● Requirement
Leave the pictures out and repeat the rest of the data below exactly.

Dataset excerpts
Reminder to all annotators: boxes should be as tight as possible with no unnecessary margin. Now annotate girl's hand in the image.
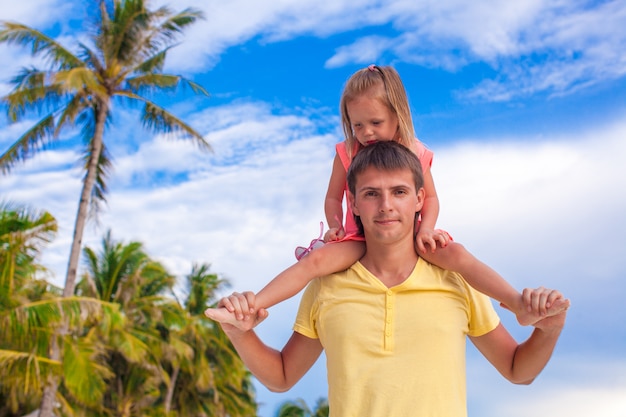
[415,228,451,253]
[324,226,346,242]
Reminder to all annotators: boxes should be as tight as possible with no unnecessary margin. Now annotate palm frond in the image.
[3,67,65,121]
[0,202,57,248]
[0,349,59,394]
[104,0,152,65]
[128,6,203,61]
[139,98,211,150]
[54,92,90,136]
[54,67,108,101]
[126,73,209,97]
[151,7,204,45]
[0,205,57,290]
[132,47,168,74]
[126,73,178,92]
[77,42,104,75]
[0,113,57,174]
[62,335,112,406]
[0,21,82,69]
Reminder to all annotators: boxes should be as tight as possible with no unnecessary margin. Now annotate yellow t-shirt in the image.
[293,258,500,417]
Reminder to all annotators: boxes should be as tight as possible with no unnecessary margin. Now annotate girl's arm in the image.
[324,153,347,240]
[208,240,366,326]
[419,166,440,231]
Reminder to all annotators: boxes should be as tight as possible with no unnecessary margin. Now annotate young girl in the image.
[209,65,560,325]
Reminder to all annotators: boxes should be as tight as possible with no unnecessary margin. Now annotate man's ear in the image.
[348,192,359,215]
[415,187,425,212]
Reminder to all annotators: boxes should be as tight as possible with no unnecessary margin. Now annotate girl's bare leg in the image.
[420,242,568,325]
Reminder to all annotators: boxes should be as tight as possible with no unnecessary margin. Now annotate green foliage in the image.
[276,397,329,417]
[0,202,259,415]
[1,3,214,413]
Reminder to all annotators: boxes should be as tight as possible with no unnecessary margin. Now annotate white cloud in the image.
[0,0,71,27]
[314,0,626,99]
[512,385,626,417]
[325,35,395,68]
[3,0,624,100]
[467,355,626,417]
[432,121,626,292]
[455,1,626,100]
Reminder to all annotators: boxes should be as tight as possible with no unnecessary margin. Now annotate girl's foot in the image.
[511,297,571,326]
[205,307,242,326]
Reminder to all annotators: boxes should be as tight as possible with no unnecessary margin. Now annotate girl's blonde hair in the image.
[340,65,416,158]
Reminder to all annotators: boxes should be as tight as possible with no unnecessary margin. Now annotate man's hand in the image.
[502,286,570,328]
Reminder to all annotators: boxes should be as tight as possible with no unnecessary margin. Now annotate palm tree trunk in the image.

● Answer for this exercise
Reminder to all annotators: boxes should be as tight as possible with no unnecessary margin. Now annotate girl's hand in the image.
[415,228,451,253]
[324,226,346,242]
Reminder to all annotators: boxes should be as tight as possible with no unnecessary margin. Now annotate palm frond in the image.
[3,67,65,121]
[0,202,57,248]
[0,349,59,394]
[104,0,152,65]
[128,6,203,61]
[139,98,211,150]
[54,92,90,136]
[54,67,108,101]
[126,73,209,97]
[151,7,204,45]
[0,205,57,290]
[132,47,168,74]
[126,73,178,92]
[77,42,104,75]
[0,113,57,174]
[62,335,112,406]
[0,21,82,69]
Reminder to all annotators: boxes should be as tight as possible with no unnecessary margin. Now annotate yellow t-shirt in the image.
[293,258,500,417]
Reminder to all annotators: boxes should be as tight as possible with no unnecessary margin. Now annotate girl's arm in the image.
[324,153,347,240]
[208,240,366,326]
[419,166,440,231]
Reminder to all annotators: boxes should be as tight as possible with no unnecessary margin. Now annotate young girl in the image.
[209,65,560,325]
Reminder to all annotators: boxes should be as tight as possible with no unnecessary margin. Now annotate man's ear in the image.
[348,192,359,215]
[415,187,425,212]
Reminder to all annotators: boxes should be as tight as possible with no unnecessary margin. Now annotate girl's bare leg in the image.
[420,242,568,325]
Reminder to all annotators: boxes should be as tight as possible with no unnecessary margin. Now annotate green foliage in the image.
[276,397,329,417]
[0,202,259,415]
[1,3,214,413]
Reminder to all annotators: boxes should be as tight as possible with no unnecessary margin. Now annotate white cloud in the image.
[0,0,71,27]
[314,0,626,99]
[512,385,626,417]
[325,35,395,68]
[3,0,624,100]
[467,355,626,417]
[432,121,626,292]
[455,1,626,100]
Reminder to all annotators: boxes should be as tight as possible with no unnecessary margin. Now annotate girl's foot in the image.
[511,297,571,326]
[205,307,242,326]
Reminder to all annotators: boxes should be as tight as possible with no unnecessary margin. Now annotate girl's blonde hair in the image.
[340,65,416,158]
Reminder to all annotators: boxes should be as tight as possible with no unnecessary margin. Now annotate man's hand in the image.
[502,286,570,328]
Reminder to all annotators: boxes should be as tight as possible with no unnecessary margin. Now annotate palm tree trunk in the image.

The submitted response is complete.